[Bounding box annotation data]
────────────────────

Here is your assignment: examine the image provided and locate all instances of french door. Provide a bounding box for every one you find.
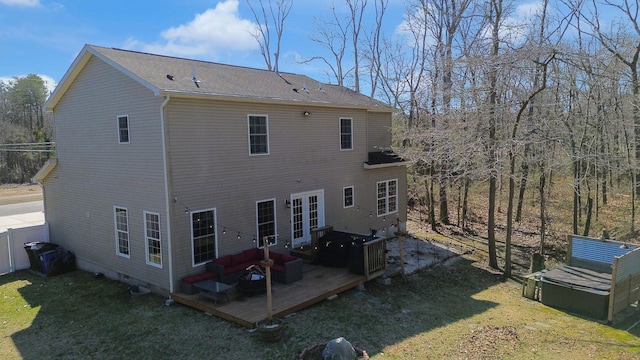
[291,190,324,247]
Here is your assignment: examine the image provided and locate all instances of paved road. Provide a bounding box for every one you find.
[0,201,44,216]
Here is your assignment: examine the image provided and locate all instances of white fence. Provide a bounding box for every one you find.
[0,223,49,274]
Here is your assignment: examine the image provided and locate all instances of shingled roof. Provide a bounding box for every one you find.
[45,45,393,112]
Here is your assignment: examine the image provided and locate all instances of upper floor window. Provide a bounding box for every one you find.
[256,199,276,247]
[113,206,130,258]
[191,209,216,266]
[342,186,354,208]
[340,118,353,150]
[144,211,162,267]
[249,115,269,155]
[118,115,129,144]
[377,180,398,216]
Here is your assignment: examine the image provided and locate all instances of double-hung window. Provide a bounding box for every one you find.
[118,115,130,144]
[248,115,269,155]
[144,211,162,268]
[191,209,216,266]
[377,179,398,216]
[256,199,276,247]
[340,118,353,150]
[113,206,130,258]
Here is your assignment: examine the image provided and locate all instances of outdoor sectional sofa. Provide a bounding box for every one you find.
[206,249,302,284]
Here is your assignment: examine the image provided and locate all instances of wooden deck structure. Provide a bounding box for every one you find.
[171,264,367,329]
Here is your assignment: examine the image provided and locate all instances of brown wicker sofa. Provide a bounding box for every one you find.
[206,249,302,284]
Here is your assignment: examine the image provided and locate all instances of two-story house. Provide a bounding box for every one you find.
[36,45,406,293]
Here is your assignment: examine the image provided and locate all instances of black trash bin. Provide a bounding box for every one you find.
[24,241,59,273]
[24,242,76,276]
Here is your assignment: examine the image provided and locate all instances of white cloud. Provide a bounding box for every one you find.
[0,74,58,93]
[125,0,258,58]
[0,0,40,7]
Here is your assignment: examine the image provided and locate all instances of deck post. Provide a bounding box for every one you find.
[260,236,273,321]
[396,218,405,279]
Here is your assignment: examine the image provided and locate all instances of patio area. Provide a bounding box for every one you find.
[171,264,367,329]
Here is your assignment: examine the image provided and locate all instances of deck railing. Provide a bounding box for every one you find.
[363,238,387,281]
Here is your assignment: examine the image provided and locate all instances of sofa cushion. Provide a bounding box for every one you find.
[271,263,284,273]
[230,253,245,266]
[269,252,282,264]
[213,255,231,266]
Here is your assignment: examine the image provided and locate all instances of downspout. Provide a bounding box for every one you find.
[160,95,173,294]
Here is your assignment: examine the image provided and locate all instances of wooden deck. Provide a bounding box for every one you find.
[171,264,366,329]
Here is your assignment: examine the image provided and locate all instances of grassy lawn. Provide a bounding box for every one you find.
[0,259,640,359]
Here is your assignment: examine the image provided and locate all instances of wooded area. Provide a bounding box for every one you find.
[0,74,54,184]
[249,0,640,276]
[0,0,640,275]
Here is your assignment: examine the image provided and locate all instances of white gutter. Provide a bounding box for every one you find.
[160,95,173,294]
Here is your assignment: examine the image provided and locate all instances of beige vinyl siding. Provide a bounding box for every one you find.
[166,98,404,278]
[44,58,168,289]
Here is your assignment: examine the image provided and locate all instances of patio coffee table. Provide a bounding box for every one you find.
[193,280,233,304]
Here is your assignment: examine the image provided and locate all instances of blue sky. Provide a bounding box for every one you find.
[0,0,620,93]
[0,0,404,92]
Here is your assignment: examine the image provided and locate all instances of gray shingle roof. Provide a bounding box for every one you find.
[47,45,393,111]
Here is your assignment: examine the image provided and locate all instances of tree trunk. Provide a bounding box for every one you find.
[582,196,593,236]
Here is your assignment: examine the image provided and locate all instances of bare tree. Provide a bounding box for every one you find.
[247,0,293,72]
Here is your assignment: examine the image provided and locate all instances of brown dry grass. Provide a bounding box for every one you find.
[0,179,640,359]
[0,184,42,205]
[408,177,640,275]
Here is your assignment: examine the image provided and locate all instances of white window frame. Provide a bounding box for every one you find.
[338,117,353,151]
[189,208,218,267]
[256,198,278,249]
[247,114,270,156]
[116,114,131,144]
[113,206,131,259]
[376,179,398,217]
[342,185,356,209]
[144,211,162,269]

────────────────────

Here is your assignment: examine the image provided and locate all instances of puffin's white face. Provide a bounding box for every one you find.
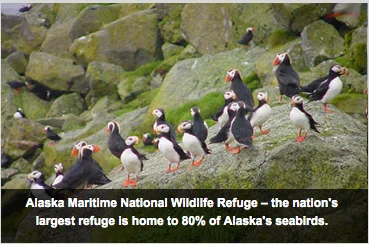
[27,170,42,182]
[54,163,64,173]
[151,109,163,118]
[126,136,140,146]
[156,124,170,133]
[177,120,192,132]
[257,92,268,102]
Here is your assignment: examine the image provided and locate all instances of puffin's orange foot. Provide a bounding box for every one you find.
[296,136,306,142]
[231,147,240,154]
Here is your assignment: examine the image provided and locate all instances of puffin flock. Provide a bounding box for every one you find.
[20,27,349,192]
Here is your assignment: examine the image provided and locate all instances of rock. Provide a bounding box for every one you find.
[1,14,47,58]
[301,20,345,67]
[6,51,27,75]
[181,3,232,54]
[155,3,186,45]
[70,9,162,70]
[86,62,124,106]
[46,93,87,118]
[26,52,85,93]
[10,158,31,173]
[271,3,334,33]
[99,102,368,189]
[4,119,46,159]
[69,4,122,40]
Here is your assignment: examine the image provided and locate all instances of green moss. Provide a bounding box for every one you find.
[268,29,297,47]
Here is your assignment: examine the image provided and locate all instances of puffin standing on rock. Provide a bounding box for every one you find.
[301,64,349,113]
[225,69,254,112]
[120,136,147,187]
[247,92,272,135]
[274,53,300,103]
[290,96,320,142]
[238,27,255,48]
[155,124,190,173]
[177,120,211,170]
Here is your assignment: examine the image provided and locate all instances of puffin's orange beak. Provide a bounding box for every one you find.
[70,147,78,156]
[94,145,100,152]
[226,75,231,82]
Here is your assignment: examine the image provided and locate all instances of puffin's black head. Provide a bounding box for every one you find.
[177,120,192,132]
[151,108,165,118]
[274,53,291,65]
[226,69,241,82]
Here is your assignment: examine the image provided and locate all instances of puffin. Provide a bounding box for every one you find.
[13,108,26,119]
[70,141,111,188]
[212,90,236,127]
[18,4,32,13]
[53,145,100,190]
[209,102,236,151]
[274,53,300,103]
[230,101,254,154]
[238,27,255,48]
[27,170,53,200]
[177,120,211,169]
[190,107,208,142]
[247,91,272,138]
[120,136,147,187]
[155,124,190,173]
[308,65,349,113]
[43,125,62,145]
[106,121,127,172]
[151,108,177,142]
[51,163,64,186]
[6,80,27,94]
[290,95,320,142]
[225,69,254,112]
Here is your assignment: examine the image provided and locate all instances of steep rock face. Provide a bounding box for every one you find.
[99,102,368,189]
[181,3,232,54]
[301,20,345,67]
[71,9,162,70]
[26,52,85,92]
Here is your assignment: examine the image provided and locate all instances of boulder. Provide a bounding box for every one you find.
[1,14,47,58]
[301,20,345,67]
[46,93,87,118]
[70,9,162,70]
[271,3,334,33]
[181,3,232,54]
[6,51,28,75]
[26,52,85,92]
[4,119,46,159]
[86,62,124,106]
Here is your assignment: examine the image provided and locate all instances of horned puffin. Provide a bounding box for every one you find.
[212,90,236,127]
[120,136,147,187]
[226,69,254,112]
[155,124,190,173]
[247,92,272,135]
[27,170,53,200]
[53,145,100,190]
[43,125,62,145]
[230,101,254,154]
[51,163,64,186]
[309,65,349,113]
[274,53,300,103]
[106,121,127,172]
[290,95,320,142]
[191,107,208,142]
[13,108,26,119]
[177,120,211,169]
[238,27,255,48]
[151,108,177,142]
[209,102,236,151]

────────────────────

Rewrite the data from the line containing "instances of two-story" through the line containing "[363,238,387,281]", replacing "Provide a bounding box" with "Draw a bounding box" and leaving everything else unchanged. Return only those lines.

Here is your assignment: examine the image provided and locate all instances of two-story house. Draw a bounding box for every one you find.
[36,45,406,293]
Here is your assignment: examine the image provided and locate all instances of black trash bin. Draw a bounding box for every one you find.
[24,241,59,273]
[24,242,76,276]
Here is your assignment: examine the image provided and locate all instances of white cloud. Draw a bounding box for every one you find.
[0,74,58,93]
[125,0,258,58]
[0,0,40,7]
Here is your assignment: examine the image provided and locate all instances of deck post. Draw a bounding box for every one you find.
[260,236,273,321]
[396,218,405,279]
Here is your assignment: examine the image provided and locate all instances of patio area. Draw a bounding box for every one you find.
[171,264,367,329]
Here is your assignment: examine the image provided and locate all instances of deck railing. Draw a bounding box for every one you find.
[363,238,387,281]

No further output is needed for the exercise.